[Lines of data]
────

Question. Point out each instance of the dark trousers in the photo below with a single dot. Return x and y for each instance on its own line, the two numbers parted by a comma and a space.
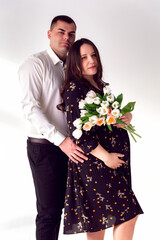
49, 170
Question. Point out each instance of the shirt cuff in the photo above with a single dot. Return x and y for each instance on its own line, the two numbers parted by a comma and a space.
57, 139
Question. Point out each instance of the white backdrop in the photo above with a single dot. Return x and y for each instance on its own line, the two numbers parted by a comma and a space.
127, 34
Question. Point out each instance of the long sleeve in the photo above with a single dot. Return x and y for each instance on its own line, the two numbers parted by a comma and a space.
73, 94
35, 102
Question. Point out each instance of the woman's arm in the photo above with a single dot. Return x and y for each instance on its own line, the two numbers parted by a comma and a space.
126, 118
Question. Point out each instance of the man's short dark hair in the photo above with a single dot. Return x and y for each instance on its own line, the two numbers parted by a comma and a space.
63, 18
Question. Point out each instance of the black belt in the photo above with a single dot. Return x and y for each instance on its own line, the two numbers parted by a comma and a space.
39, 140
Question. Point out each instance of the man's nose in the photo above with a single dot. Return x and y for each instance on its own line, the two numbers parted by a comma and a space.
91, 59
66, 36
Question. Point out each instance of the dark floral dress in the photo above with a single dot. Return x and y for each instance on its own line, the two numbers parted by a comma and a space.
97, 197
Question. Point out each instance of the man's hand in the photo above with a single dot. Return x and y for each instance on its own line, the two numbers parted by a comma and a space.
126, 118
74, 152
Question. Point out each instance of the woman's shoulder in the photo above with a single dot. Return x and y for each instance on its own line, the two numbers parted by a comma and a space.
75, 85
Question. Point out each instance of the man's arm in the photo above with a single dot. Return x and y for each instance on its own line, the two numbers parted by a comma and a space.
31, 78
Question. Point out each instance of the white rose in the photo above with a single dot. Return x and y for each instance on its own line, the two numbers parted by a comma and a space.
83, 112
93, 120
91, 94
102, 110
105, 104
77, 123
107, 90
110, 98
96, 100
116, 113
82, 103
115, 104
89, 100
77, 133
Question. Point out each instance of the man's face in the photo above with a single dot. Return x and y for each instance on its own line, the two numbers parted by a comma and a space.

────

Task to carry out: Omit the pictures, then quote the rest of the material above exactly.

Task output:
Question. Point out each instance of the dark trousers in the photo below with a single dot. Return x and y for each instance on its own line, the two numbers parted by a comma and a space.
49, 170
Question. Point out each instance of the shirt cuff in the photo above with a single dot. Return x and y for each instance on its own line, the two numbers parted by a comma and a space.
57, 139
Question. Point out each instance of the white backdrop in the photo above with a single dot. Return x and y for each instance on its own line, the two numbers parted by a comma and a space.
127, 34
Question. Point out each instance of the long sleeve in the photo above with a single dot. Return x and y for each instance on its own line, the two numbers parted by a comma and a space.
73, 94
35, 102
Question. Point out each instance of the woman's arm in the photo above with a single dot. Return x and y for each instance on its own line, the two numbers parted by a comma and a space.
126, 118
Question. Point out each instance of the man's short dark hair in the photo above with a single dot. Return x and y for each instance on its own line, the two numbers parted by a comma and a space.
63, 18
Question. Point out each instance of the black belt in the photo above with a single dot. Return x and y for each instance on its own line, the two numbers parted by a comma and a space.
39, 140
Question. Point out each instance of the man's nose in the photo above with a single dot. Return x and y for each instance on its own line, the two numbers parted by a comma and a space.
91, 59
66, 36
Question. Point out each instance of the dark floral dress in the photo above with a single dot. Return x and y for each instance on its own line, the two numbers parted by a comma and a space.
97, 197
Question. Point out each instance of the man's hand in the photo above with a single dot. Return x and y for each instance on its own line, the two numbers parted by a comma and a space.
126, 118
74, 152
Question. Point out each instance of the woman's shoulder in the photo above with a single dot. Return x and y for each instance on its own line, the two numbers parted by a comma and a space.
75, 85
Question. Point out each instance of the man's arm in the photo above with a single dot. Return x and y for each instance on its own line, the two numbers parted by a comma and a space.
31, 78
Question. Point out each instance of the white rose in the photo above with a single dot. Return x and y for each instance on its own line, the two numbers parted by a comma and a space.
83, 112
93, 120
91, 94
102, 110
105, 104
77, 123
107, 90
110, 98
96, 100
116, 113
82, 103
115, 104
89, 100
77, 133
Question. Point out each instance of the man's face in the photo above with a single dot. Return x and y for each instance on its own line, the two numbers parted by a comma and a space.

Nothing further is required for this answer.